> **WHAT TO PRODUCE**
Gather every row below that contains the word "stem" and copy each of those rows in full.

> **EXTRACTED MATERIAL**
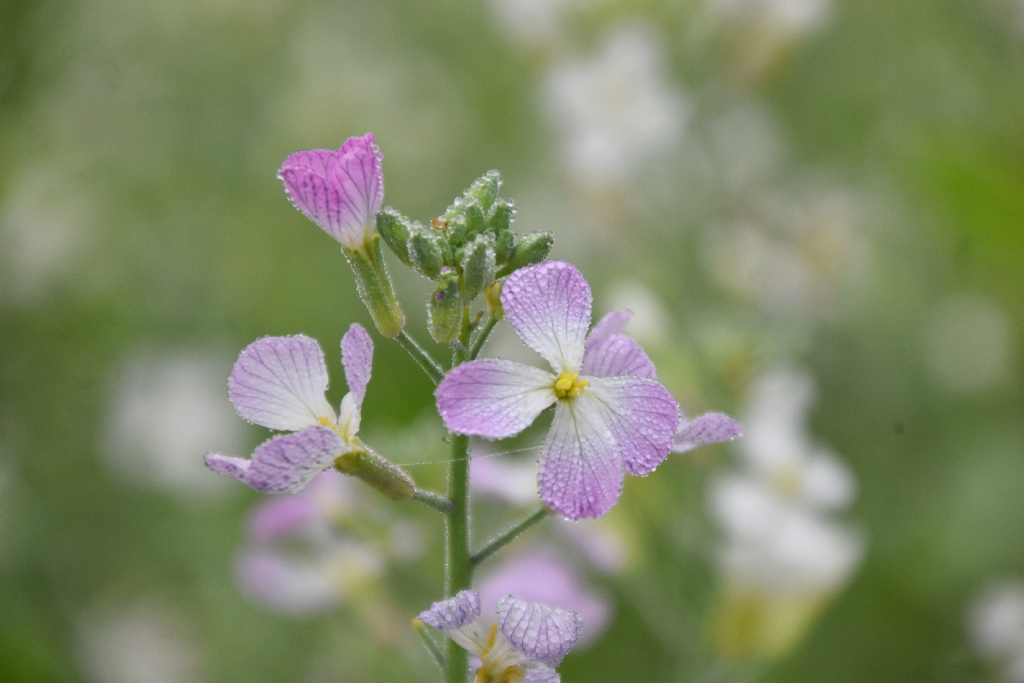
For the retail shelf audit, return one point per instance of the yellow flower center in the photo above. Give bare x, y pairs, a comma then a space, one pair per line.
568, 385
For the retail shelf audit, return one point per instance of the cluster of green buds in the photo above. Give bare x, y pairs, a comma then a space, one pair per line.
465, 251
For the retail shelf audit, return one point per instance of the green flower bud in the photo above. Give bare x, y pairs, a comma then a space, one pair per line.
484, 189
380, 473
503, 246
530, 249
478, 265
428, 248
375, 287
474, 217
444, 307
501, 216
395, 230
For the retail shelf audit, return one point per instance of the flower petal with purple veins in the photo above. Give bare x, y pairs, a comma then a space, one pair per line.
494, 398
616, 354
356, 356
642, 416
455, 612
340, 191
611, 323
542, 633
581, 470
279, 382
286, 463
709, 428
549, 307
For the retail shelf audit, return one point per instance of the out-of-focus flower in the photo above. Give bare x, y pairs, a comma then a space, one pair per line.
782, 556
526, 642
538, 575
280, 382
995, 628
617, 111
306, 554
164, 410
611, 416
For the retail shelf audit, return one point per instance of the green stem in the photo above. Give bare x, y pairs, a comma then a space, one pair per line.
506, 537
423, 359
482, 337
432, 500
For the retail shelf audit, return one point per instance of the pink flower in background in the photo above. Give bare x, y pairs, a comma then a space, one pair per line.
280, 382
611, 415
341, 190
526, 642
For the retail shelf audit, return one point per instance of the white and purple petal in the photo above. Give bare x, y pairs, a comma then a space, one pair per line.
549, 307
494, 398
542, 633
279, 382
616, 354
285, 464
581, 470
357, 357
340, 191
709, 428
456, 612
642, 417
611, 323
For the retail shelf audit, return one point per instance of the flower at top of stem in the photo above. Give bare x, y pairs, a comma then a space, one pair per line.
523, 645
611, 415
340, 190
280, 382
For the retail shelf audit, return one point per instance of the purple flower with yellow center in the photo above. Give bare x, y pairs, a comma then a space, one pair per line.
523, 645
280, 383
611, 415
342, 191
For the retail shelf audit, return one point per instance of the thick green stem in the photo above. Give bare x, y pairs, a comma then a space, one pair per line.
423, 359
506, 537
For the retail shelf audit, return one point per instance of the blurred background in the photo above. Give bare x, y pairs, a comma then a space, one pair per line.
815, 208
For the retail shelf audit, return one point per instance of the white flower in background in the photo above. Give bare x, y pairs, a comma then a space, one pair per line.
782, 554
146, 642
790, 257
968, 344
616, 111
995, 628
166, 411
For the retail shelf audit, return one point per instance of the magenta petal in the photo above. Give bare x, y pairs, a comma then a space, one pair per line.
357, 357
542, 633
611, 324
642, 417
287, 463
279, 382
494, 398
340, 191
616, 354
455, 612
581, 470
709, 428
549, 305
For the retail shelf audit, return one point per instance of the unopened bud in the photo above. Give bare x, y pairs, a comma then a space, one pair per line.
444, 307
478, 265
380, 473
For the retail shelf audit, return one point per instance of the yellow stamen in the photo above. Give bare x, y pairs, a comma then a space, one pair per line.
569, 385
--
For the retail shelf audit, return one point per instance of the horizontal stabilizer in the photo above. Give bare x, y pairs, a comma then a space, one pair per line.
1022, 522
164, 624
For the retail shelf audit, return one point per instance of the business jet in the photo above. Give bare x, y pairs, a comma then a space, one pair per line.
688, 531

> **RESULT FOR THIS EXERCISE**
For the retail shelf audit, return one point per instance of the green stem in the photo above. Give bare x, y pairs, a comma then a space, one pair per line.
For the retail shelf audit, return one point per instance of the flower at top of stem in the photo above. Give bare x, y pairs, a comma then a space, one pair per line.
For the retail shelf audit, return one point per instance of the thick green stem in the photo above. Give bare x, y pairs, a comma then a space, one pair per line.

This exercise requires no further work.